**Records shown:**
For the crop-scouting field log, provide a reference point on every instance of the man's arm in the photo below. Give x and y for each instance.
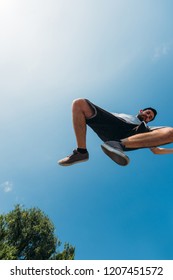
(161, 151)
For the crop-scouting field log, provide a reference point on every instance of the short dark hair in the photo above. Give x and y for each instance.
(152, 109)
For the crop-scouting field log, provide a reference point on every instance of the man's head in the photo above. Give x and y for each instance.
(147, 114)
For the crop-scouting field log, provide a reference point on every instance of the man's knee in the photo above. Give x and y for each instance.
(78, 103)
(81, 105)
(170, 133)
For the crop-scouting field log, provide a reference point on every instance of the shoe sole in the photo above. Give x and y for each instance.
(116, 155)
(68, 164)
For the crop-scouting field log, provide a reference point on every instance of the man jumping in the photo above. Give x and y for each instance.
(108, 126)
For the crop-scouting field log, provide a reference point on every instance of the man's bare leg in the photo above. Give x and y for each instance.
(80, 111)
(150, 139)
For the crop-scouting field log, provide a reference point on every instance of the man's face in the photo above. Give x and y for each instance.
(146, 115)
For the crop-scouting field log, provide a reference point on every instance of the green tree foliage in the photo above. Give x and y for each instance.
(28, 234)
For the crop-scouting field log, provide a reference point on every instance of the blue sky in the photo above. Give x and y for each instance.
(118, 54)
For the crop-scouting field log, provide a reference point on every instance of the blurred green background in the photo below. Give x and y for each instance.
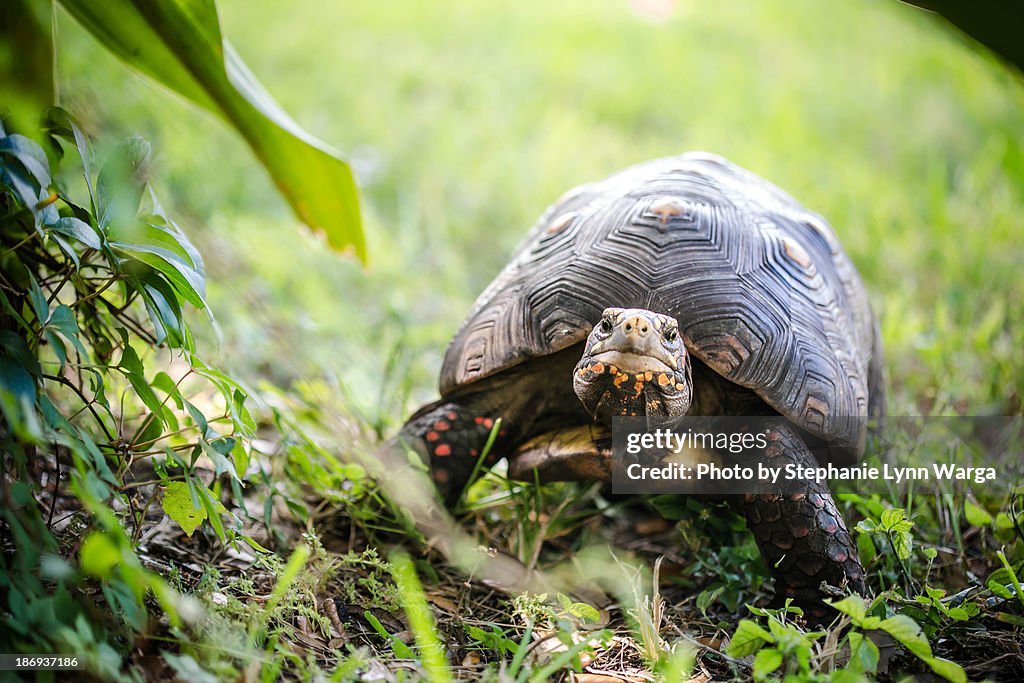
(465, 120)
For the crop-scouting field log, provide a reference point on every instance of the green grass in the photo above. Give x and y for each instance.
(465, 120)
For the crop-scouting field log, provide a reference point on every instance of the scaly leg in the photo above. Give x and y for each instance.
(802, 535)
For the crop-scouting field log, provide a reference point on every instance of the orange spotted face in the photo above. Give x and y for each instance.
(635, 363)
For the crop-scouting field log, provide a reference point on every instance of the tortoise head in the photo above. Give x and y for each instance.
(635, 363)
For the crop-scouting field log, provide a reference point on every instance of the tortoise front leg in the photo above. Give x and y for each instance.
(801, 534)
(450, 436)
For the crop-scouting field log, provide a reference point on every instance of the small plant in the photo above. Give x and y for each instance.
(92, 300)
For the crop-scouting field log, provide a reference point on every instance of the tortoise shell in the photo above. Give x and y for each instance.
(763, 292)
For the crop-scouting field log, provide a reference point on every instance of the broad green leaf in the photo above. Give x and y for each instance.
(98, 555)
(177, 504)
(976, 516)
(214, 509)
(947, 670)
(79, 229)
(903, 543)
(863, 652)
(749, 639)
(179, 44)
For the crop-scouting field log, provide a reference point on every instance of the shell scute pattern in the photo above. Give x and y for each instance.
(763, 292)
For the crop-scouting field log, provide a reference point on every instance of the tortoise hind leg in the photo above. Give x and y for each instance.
---
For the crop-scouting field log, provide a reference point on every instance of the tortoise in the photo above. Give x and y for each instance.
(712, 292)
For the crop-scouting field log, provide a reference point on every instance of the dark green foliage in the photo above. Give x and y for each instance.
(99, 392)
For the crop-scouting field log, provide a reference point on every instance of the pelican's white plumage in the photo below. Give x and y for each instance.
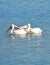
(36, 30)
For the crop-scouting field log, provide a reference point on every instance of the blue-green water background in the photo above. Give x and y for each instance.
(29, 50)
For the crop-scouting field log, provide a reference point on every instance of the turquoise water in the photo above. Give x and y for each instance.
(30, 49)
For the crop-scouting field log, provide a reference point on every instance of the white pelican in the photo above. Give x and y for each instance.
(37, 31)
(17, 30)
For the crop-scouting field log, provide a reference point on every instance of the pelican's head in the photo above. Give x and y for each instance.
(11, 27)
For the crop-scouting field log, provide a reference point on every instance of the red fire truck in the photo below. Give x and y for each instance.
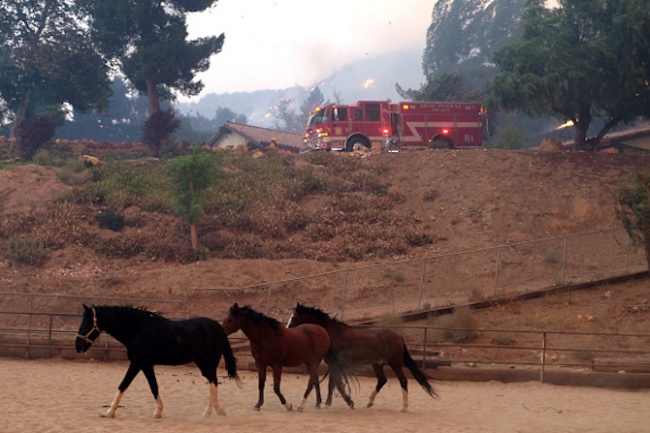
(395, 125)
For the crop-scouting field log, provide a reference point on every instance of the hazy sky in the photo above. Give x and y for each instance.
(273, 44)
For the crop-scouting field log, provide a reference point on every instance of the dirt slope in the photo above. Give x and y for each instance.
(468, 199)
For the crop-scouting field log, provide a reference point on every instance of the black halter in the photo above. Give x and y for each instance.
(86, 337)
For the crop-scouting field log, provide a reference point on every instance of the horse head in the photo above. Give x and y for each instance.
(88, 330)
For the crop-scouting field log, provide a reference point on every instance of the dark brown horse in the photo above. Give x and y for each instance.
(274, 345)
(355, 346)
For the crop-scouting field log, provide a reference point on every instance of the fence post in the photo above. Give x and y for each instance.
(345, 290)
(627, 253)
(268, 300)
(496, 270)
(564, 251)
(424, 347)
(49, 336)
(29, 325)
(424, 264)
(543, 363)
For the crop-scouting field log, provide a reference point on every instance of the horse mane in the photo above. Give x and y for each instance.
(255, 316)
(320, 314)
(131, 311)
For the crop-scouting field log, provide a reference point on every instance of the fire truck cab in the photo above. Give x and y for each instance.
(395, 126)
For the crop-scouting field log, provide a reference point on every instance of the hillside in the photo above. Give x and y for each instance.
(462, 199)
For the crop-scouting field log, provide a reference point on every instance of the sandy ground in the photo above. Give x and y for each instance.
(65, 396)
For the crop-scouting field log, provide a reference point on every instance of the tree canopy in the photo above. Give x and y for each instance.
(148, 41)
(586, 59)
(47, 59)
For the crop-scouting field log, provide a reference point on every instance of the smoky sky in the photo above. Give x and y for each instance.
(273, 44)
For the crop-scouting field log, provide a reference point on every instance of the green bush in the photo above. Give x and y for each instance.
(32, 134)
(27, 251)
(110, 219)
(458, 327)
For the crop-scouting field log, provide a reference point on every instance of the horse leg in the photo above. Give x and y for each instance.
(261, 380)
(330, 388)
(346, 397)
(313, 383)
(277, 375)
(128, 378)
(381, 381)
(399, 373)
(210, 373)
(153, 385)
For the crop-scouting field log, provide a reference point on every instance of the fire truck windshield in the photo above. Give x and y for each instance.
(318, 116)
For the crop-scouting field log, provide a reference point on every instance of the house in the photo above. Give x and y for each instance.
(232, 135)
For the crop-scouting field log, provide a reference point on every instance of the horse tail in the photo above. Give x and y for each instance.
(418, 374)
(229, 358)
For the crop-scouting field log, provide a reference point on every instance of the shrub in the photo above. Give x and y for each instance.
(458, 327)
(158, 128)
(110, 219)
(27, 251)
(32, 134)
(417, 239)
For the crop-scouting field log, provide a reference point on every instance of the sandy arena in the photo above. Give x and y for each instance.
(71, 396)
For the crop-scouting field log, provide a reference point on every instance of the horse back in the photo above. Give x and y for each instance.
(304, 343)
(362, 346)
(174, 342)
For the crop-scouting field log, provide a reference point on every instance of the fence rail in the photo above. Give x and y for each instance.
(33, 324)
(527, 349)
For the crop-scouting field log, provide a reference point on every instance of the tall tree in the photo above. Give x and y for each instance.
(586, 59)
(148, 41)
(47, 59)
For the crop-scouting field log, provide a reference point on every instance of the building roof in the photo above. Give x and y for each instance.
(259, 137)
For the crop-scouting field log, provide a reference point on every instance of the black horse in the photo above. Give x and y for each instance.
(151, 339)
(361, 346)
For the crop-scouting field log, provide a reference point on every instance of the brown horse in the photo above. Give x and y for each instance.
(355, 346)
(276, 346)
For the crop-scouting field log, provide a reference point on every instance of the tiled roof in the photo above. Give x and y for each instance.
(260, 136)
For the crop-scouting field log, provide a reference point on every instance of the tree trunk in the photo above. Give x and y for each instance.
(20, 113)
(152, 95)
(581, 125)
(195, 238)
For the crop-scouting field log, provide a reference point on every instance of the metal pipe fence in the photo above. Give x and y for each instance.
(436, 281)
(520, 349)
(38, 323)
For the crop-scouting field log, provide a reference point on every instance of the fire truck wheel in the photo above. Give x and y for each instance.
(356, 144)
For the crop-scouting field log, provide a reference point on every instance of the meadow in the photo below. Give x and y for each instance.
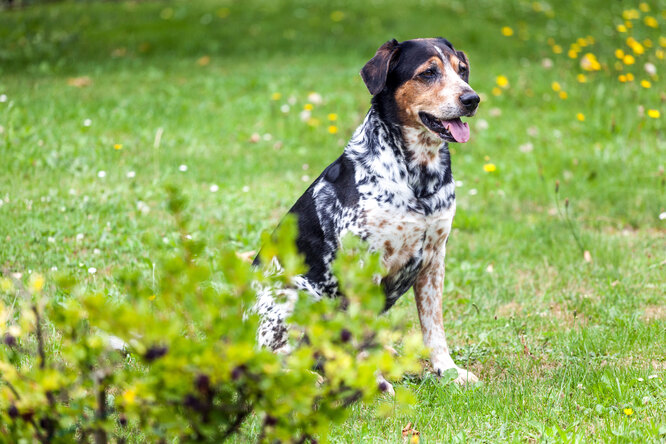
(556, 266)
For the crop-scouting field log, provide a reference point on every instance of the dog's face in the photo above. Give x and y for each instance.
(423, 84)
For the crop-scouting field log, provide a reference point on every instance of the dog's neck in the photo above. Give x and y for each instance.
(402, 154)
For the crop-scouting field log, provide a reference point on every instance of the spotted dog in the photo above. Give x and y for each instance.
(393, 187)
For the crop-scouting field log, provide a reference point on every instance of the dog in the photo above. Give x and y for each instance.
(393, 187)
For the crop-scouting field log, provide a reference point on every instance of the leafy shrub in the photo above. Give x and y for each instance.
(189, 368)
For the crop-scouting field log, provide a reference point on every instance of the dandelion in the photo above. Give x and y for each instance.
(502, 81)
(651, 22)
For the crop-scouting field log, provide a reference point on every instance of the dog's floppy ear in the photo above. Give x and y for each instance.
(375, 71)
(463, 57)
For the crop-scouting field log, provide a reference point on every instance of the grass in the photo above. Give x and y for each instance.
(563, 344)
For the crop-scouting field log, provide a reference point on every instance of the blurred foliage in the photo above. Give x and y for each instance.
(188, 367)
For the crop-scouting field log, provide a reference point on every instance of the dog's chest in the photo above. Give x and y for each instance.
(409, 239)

**Exercise details:** Pick out each line in the entries above that contains the word "truck", and copy those lines.

**In response:**
For the crop-scouting field log, provide a reference point on every instance of the red fire truck in the photo below. Give x and y for each instance.
For the crop-scouting field log, provide a reference point on every instance of the fire truck cab in the photo above. Give x and y for each instance.
For the crop-scouting field log, provide a reference point on every instance of the fire truck windshield in the photo above. Give x and y for each instance.
For the crop-scouting field log, provide a reference point on every instance of the fire truck wheel in the photo above. Give x and y for each instance.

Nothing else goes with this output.